(ASSIGNMENT 1):
Please list every organization the drinking water passage on hexavalent chromium names.
(ASSIGNMENT 2):
Continue the opinion piece on California's hexavalent chromium standard from its last sentence.

(GIVEN PASSAGE):
•••••

Our government should protect people from dangerous chemicals in our drinking water supplies. I'm not alone in that belief; basically, Californians agree. That's why, in 2001 our legislators mandated that the California Department of Public Health complete by January 2004 an enforceable drinking water standard for the cancer-causing chemical hexavalent chromium — a limit on the amount that this industrial contaminant that would be allowed in drinking water.
When the legislation passed, I was hopeful that our state would become a national leader, protecting residents from a dangerous contaminant that is known to cause cancer and is linked to liver and kidney damage, blood abnormalities, reproductive problems and can potentially harm a developing fetus. It's really a crime that the federal government has no such standard for drinking water and that the responsible state agencies have dragged their feet for nine years after the standard was required by law. Only after a lawsuit last year brought by two environmental groups — the Natural Resources Defense Council and the Environmental Working Group — was the state's Department of Public Health forced to issue a proposed standard, which it released for public comment in late August.

•••••

(DATA EXTRACT):

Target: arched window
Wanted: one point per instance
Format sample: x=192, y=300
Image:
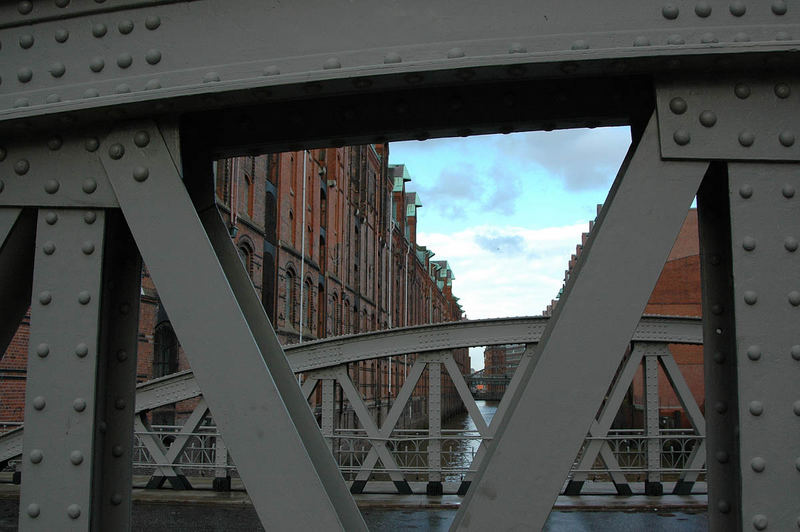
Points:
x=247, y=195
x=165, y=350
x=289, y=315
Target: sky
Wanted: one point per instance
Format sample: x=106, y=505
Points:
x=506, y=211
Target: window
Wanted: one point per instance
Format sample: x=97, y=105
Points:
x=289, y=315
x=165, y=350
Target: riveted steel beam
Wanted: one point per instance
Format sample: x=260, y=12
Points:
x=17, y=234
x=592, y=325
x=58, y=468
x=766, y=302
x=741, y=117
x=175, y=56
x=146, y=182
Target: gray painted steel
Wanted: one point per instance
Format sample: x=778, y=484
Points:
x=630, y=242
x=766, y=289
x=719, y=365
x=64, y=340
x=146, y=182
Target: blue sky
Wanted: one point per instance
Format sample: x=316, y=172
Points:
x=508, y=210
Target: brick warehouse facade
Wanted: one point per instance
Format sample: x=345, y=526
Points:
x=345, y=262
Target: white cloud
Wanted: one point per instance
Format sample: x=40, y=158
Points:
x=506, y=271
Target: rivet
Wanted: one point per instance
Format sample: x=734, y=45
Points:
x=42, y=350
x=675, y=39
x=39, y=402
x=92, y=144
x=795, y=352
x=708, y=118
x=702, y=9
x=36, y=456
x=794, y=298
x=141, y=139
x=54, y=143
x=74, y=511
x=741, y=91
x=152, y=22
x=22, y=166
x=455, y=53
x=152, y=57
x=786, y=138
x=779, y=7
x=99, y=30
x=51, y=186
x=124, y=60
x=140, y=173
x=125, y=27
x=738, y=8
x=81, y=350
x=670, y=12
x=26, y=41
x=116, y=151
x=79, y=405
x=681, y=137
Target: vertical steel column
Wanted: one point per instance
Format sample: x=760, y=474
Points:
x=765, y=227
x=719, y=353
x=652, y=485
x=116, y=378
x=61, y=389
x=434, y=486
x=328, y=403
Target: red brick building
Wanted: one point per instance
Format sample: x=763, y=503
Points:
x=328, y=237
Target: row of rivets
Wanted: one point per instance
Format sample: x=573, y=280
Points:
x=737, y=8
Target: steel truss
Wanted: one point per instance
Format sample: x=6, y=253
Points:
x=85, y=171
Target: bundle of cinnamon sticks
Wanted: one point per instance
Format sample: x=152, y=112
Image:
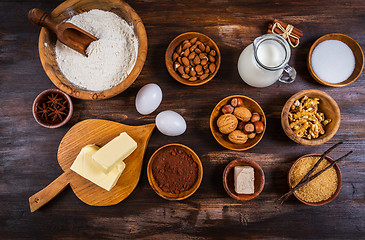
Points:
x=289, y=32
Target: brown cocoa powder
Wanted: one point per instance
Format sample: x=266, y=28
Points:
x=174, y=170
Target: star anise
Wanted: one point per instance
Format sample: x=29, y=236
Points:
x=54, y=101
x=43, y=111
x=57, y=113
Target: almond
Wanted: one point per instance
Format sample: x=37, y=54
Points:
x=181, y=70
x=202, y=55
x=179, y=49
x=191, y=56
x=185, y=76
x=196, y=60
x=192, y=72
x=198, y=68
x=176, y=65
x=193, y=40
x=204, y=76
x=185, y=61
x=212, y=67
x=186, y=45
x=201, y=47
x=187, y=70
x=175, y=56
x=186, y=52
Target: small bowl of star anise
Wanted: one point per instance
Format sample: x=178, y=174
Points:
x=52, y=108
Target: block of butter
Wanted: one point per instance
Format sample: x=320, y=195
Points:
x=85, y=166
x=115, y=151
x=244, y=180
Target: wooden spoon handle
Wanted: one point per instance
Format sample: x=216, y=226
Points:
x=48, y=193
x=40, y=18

•••••

(FINAL ANSWER 1):
California Department of Public Health
Natural Resources Defense Council
Environmental Working Group

(FINAL ANSWER 2):
Unfortunately, this proposed standard is woefully inadequate to protect our kids and the rest of us from this toxic chemical, which industrial polluters across the state have let leach into our soils and our drinking water.
Even as the public comment period for this standard draws to a close on October 11, Californians everywhere should continue to urge state authorities that we want a standard that puts safety and public health first. In fact, the standard the department proposes — 10 parts per billion — is a mind-blowing 500-times higher than the public health goal identified by the California Environmental Protection Agency (CalEPA), a level which does not pose a significant health risk. CalEPA scientists determined that 0.02 parts per billion is a level that better protects us all.
For almost twenty years, I've been working with people exposed to hexavalent chromium. It contaminated the drinking water of the people of Hinkley, California. The story of their suffering, along with our 1996 victory against the responsible polluter, PG&E, was immortalized in the film "Erin Brockovich." When the state says it must base its standard, in large part, on costs, I think of the people I've known and worked with in Hinkley and in other communities who suffered and died from hexavalent chromium exposure. Operations and maintenance costs can be expensive, it's true. But cancer has a way of making other costs pale in comparison. It's time we tried prevention for a change.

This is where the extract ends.